> [Task goal] The expected answer is the data below, retyped exactly.

> [Material provided]
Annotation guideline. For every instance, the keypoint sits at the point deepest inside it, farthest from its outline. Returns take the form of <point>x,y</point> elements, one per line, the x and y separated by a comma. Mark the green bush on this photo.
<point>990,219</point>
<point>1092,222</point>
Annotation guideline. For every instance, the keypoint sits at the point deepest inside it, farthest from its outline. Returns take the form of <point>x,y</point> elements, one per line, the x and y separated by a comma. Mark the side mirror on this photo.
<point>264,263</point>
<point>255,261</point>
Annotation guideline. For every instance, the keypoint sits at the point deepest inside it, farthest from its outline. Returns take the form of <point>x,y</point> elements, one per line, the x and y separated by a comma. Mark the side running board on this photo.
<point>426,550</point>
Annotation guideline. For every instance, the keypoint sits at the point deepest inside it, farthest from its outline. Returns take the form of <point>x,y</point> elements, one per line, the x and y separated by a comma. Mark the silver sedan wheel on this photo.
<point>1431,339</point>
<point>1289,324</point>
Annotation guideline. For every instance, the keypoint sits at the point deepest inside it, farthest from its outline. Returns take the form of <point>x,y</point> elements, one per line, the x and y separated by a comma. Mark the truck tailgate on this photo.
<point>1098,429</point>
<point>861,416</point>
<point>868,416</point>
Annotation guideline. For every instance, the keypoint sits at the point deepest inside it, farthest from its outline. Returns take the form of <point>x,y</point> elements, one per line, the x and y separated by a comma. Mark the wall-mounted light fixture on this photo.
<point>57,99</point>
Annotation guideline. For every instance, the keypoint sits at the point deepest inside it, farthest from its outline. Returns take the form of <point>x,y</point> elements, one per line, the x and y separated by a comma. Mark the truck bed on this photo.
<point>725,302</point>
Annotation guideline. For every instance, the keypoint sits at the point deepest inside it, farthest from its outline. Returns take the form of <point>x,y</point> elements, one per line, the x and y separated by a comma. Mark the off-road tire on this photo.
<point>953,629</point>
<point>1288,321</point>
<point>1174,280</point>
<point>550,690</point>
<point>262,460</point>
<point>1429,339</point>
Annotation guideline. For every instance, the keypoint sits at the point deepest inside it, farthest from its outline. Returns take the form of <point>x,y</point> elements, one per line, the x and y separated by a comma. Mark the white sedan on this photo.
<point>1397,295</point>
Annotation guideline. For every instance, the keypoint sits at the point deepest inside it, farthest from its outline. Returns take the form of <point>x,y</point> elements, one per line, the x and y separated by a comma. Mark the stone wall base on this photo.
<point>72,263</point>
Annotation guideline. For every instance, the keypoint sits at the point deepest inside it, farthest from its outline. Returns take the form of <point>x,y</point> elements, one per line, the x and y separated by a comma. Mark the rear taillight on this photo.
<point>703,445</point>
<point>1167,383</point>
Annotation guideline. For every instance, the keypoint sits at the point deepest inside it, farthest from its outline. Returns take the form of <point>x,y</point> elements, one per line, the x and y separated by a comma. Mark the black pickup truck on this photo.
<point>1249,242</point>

> [Solution to the exercise]
Annotation guideline. For every instance, the keypoint sits at the point deepest inside it, farthest from its outline. Returns take the form of <point>x,y</point> elements, one per line, the x and y separated by a comma. Mark the green bush on this photo.
<point>990,219</point>
<point>1092,222</point>
Annotation guideline. For every instance, the keypoint sits at the point deepest inside it, farthest from its outline. Returns take the form of <point>x,y</point> elements, one per line, the x and y separated by a comma. Mark the side mirror on this photo.
<point>264,263</point>
<point>255,261</point>
Annotation guideline. For every instance, the keypoint sits at the point deepest inside it, farthest from its outline. Returns take the form of <point>x,y</point> elements, one per line, the x and y separated by a comma. Mark the side running board on this photo.
<point>426,550</point>
Annotation guideline. For every instance, the keypoint sits at the point deepest inside it, farthest from its outline. Returns take the form of <point>x,y</point> elements, one per line, the x and y separated by a comma. Mark the silver sedan wheel on this photo.
<point>1431,339</point>
<point>1289,324</point>
Annotation guideline. For every instance, the keypoint sits at the point deepest inside it, farthest from its outline. Returns take the form of <point>x,y</point> elements, one per line, the x and y separated by a comma. Mark the truck tailgate on this photo.
<point>1098,429</point>
<point>861,416</point>
<point>868,416</point>
Annotation guideline. For every instance, the keypoint sits at the point deepest inside it, farthest from its outline. Returns take the form of <point>x,y</point> elements, one per line, the x and y separated by a comma. Mark the wall-mounted light fixture on this photo.
<point>57,99</point>
Annotation guideline. For every instance, the keypoint sits at the point deepest inside it, farthest from its outline. Returns take the form of <point>x,y</point> elements, one per line, the x and y separated by a comma. Mark the truck bed on this photo.
<point>725,302</point>
Annotation guideline. For every instance, the keypoint sits at the point deepest inside it, farthest from its outline. Returns take the form of <point>x,y</point> elements, one per line, the x and y separated by a comma. Mark the off-road tire on this photo.
<point>953,629</point>
<point>1288,321</point>
<point>1174,280</point>
<point>550,690</point>
<point>262,460</point>
<point>1429,339</point>
Annotation guideline. For every instance, the keypoint sits at the point deepest inside it, farthest from its outline. Returns take the form of <point>x,y</point> elements, one per line, the x and y separated by a comma. Mark the white sedan on this photo.
<point>1397,295</point>
Annotation guideline. For every instance, the keypoint sits at the point deepest inside it, farthest from its outline. Returns take the form of <point>x,y</point> elements, one per line, the x and y separated by a comma. Mark the stone wall base on this photo.
<point>72,263</point>
Annotation guideline. For every instance, the keypoint sits at the point deepest inside it, farthest from its outline. Returns take the form of <point>x,y</point> elements, one per line, the x and y separated by a comma. Mark the rear taillight on this photo.
<point>703,445</point>
<point>1167,383</point>
Annotation guideline. For every instance, the keypoint sits at the point deepest inside it, farthest from its outline. Returns take the form of <point>x,y</point> elements, one per line, the x and y separated by a comma. Mark the black pickup truck on this photo.
<point>1249,242</point>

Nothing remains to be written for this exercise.